SOURCE EXTRACT:
================
Snoring can be the deal breaker in a relationship but does it need to be? If snoring is interrupting or preventing a good night’s rest for one of the partners and the person who is snoring is not willing to discuss or confront the problem and do something about it… snoring definitely can be a deal breaker.
Relationships are about caring and consideration about the comfort and happiness of our partners. And if one partner is negatively affected by snoring, yet the snoring partner isn’t willing to work together to find a solution, they are basically saying that the other person’s comfort and happiness isn’t that important to them. And that, my friends, is a deal breaker in anybody’s language. Yet it doesn’t have to be that way.
True, the situation is a touchy one because the snoring partner can feel guilty, isolated, frustrated, helpless and angry that they are being targeted as a culprit when they are sound asleep when the ‘crime’ is being committed. Or they may try complete denial of the problem and put it back on their partner as their problem ie you are a light sleeper. And the non-snoring partner (the snoree) is often dealing with the symptoms of sleep deprivation because of the loud snoring sounds that are keeping him or her awake all night. Along with daytime sleepiness, lack of energy and concentration during the day and irritability and mood swings that are a part of not being able to get a good night’s rest, the snoree feels hopelessness along with growing resentment, frustration, anger and desperation. Rolled up all together in one relationship, this is a recipe for disaster unless something is done about it.
================
Quote the snoring piece word for word, from "Snoring can be" down to "a deal breaker.".
================
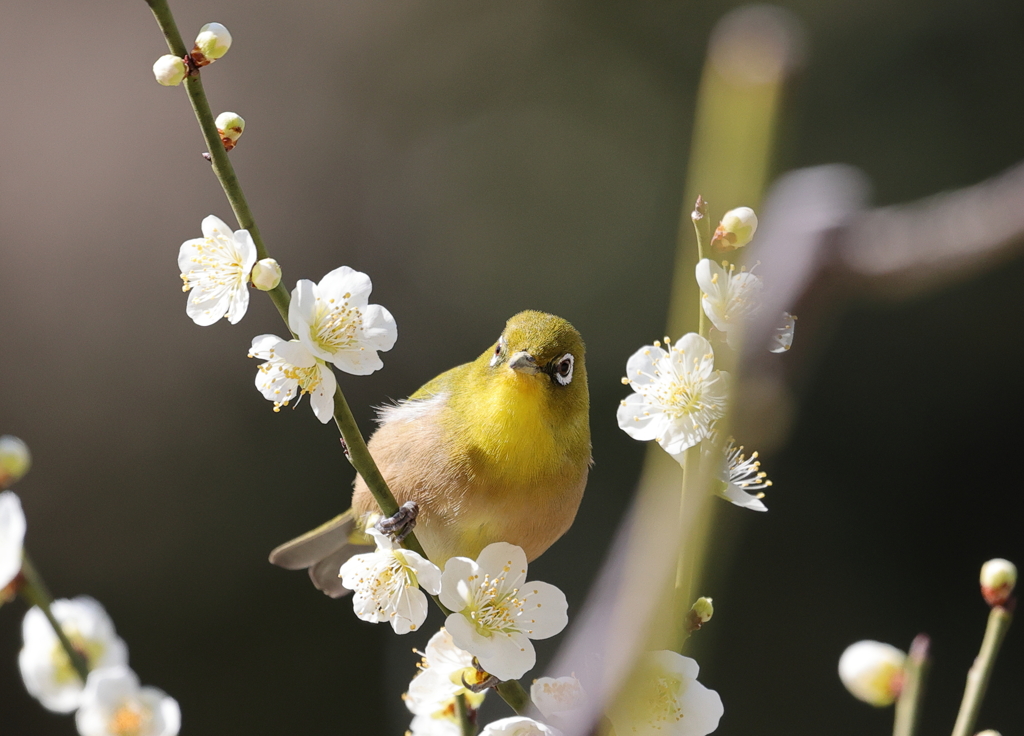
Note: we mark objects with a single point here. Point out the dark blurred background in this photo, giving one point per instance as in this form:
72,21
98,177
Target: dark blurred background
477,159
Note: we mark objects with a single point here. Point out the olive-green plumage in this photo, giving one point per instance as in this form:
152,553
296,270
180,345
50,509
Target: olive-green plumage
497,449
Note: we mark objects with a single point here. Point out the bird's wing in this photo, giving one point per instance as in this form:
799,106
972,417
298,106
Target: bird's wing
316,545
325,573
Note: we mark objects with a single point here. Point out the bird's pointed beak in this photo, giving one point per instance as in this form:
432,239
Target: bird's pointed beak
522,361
================
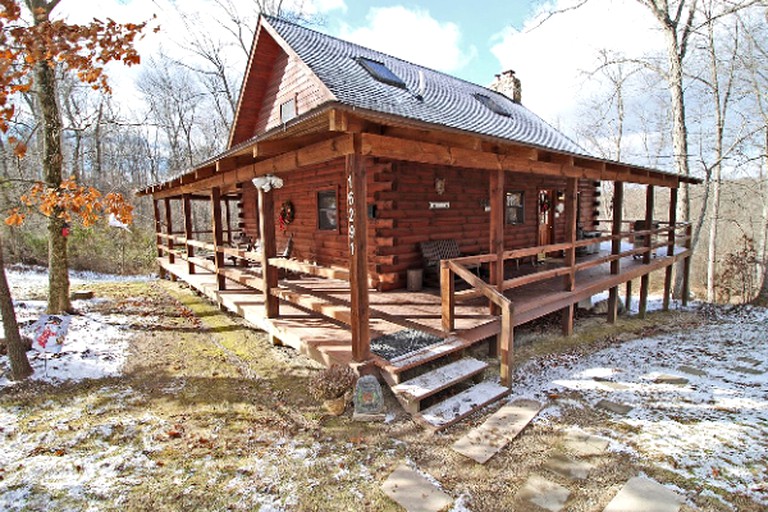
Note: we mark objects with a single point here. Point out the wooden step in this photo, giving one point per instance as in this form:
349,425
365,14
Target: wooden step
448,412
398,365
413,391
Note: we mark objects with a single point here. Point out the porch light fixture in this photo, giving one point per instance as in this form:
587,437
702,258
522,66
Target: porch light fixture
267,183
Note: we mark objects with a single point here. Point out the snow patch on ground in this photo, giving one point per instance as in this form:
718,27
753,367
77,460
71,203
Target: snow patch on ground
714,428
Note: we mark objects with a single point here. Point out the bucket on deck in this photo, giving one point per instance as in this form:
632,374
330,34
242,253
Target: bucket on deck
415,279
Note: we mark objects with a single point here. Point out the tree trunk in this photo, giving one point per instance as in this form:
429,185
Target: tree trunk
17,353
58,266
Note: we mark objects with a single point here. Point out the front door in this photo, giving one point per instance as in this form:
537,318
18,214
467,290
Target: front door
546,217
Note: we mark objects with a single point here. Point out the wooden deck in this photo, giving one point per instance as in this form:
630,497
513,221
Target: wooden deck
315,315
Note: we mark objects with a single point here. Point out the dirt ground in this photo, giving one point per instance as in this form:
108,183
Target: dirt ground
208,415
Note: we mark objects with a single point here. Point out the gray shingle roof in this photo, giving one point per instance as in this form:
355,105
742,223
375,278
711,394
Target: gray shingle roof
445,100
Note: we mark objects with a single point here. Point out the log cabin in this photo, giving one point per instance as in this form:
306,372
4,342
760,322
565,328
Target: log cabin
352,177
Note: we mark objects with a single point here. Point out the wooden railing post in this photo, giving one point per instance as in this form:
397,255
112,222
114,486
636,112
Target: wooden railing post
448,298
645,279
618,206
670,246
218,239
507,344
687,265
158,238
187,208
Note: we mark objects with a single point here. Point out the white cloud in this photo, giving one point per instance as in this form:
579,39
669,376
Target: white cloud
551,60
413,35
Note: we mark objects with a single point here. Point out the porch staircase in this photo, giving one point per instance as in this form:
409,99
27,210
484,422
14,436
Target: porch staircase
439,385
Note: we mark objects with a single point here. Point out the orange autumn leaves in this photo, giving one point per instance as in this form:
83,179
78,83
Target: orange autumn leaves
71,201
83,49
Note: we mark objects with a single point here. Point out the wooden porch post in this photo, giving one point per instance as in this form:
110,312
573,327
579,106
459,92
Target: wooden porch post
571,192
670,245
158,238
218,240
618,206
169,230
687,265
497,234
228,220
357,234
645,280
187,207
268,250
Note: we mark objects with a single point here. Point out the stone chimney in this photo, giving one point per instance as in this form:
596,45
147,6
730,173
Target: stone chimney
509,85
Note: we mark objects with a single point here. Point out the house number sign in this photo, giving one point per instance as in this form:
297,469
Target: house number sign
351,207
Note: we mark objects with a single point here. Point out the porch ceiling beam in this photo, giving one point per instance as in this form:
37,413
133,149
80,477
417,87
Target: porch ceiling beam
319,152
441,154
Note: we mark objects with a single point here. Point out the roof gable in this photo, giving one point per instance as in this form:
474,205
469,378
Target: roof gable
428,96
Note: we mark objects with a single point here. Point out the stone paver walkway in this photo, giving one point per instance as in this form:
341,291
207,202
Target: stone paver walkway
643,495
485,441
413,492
================
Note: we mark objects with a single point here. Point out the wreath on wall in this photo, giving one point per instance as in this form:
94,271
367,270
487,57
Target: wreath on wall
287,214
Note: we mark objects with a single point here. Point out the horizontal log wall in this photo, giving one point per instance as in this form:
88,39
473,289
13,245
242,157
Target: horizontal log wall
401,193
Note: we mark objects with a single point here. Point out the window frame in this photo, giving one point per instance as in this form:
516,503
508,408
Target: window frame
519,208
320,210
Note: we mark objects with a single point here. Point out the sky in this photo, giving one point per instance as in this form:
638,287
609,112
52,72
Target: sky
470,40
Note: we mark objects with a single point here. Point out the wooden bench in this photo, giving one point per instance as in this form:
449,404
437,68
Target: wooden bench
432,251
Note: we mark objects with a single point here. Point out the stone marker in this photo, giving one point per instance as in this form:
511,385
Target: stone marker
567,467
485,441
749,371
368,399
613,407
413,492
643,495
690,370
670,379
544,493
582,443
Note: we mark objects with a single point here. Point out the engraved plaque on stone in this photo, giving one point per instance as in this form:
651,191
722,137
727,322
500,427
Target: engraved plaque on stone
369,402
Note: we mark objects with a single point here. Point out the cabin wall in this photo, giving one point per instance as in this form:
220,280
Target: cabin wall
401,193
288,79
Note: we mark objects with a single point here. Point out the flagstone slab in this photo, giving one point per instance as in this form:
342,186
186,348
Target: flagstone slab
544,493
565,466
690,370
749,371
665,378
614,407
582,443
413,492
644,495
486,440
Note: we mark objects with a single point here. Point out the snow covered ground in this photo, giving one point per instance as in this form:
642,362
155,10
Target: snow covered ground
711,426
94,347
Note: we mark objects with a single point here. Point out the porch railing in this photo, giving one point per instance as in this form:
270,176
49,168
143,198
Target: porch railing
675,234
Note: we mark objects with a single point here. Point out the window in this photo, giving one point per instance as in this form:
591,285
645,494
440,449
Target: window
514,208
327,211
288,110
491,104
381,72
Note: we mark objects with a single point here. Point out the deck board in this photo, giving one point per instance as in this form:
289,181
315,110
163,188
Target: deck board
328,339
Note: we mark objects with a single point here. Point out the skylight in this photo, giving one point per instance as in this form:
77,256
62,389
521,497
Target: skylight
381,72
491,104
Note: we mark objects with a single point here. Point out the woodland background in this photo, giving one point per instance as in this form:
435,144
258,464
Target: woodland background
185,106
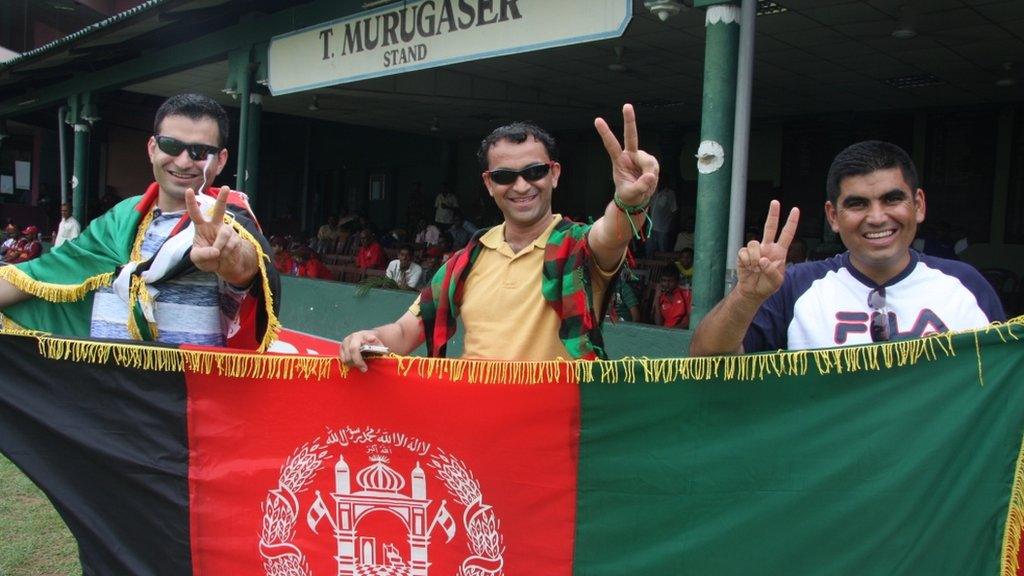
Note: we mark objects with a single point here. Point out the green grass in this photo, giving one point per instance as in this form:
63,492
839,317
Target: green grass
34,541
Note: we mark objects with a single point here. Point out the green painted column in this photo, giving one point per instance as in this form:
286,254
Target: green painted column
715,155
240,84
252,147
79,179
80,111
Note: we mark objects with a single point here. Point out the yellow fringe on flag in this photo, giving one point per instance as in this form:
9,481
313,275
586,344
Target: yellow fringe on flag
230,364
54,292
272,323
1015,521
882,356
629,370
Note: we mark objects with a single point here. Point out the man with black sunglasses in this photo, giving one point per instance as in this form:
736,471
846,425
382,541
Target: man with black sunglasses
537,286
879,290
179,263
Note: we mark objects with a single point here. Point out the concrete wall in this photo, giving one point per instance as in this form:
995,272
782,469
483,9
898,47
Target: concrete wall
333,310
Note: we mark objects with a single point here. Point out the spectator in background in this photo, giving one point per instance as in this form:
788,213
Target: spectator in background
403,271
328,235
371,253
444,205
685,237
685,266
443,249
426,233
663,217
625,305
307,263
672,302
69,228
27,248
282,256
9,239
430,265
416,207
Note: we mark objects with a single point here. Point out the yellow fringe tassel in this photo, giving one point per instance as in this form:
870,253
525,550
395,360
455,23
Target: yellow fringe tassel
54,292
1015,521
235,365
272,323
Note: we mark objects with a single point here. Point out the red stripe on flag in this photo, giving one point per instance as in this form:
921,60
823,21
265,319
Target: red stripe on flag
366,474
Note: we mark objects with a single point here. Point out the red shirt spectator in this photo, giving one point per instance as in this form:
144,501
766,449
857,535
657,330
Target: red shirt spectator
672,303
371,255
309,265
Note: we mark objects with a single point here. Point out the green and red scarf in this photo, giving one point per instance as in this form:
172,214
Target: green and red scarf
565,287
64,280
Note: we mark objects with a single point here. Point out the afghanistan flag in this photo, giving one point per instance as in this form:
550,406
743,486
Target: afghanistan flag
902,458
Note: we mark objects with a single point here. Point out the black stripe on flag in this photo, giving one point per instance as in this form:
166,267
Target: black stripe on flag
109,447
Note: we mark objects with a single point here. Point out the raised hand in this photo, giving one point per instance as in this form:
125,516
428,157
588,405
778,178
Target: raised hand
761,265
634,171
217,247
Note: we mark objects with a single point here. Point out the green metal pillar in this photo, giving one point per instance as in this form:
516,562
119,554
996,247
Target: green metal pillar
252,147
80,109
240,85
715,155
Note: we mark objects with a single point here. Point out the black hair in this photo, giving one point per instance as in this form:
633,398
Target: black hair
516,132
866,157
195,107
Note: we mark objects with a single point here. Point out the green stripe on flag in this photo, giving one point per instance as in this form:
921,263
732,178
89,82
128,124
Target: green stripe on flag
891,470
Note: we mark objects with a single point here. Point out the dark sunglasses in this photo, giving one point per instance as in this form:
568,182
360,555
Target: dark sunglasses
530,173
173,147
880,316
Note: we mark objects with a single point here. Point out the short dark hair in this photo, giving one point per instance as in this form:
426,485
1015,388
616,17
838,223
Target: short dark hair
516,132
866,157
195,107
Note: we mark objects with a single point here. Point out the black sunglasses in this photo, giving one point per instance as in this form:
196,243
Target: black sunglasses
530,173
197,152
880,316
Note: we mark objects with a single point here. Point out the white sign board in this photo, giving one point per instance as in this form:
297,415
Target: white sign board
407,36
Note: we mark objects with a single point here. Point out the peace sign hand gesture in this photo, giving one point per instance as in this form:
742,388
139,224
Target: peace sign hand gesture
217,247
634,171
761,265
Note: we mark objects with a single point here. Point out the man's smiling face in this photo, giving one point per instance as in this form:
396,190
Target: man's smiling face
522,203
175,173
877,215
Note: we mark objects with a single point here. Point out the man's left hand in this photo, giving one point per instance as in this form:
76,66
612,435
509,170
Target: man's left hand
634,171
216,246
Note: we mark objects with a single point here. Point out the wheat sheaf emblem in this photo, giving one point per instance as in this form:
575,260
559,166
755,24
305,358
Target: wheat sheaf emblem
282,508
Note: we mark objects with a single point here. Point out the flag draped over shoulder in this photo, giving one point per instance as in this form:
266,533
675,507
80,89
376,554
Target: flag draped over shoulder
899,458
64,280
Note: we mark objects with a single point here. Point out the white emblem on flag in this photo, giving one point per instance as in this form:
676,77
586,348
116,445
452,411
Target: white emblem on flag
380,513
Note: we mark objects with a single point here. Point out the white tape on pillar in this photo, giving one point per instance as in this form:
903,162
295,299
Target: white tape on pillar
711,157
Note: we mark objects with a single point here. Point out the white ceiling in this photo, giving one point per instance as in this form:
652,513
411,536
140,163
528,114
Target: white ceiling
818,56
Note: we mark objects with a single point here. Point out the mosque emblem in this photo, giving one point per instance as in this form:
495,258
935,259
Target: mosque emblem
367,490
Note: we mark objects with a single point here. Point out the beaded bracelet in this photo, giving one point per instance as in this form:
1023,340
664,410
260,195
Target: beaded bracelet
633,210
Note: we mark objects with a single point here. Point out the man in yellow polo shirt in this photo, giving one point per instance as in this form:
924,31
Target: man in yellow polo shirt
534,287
================
RESULT OF THIS EXERCISE:
Snoring can be the deal breaker in a relationship but does it need to be? If snoring is interrupting or preventing a good night’s rest for one of the partners and the person who is snoring is not willing to discuss or confront the problem and do something about it… snoring definitely can be a deal breaker.